#### WORKING DATA

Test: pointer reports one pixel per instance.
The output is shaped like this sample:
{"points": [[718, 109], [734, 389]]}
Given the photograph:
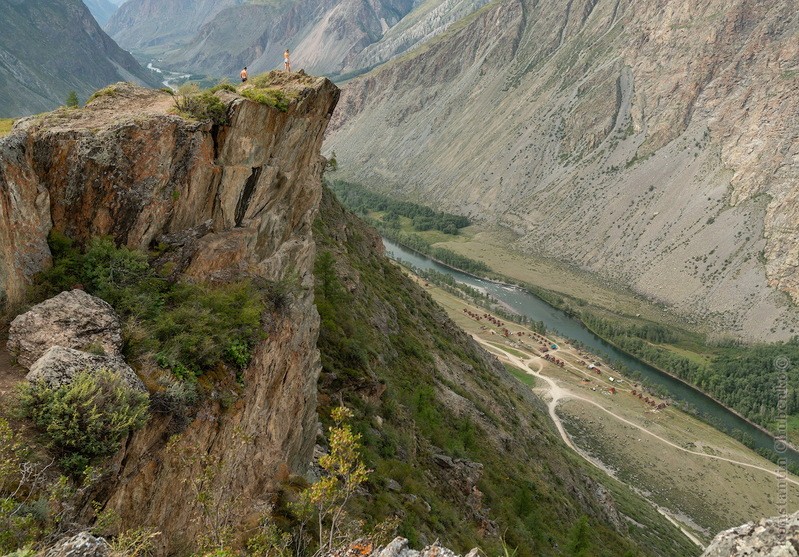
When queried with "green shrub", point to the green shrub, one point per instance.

########

**ABOUT THIS TASK**
Retype each of the entries above exactly as it appears, with no pictures.

**RESPONSE TO THE EXERCISE**
Test: pointer reports one pixel per instance.
The output is shaped like this sample:
{"points": [[718, 109], [734, 389]]}
Given the photograph:
When queried with "green shrub", point to the green shrub, one point per instance.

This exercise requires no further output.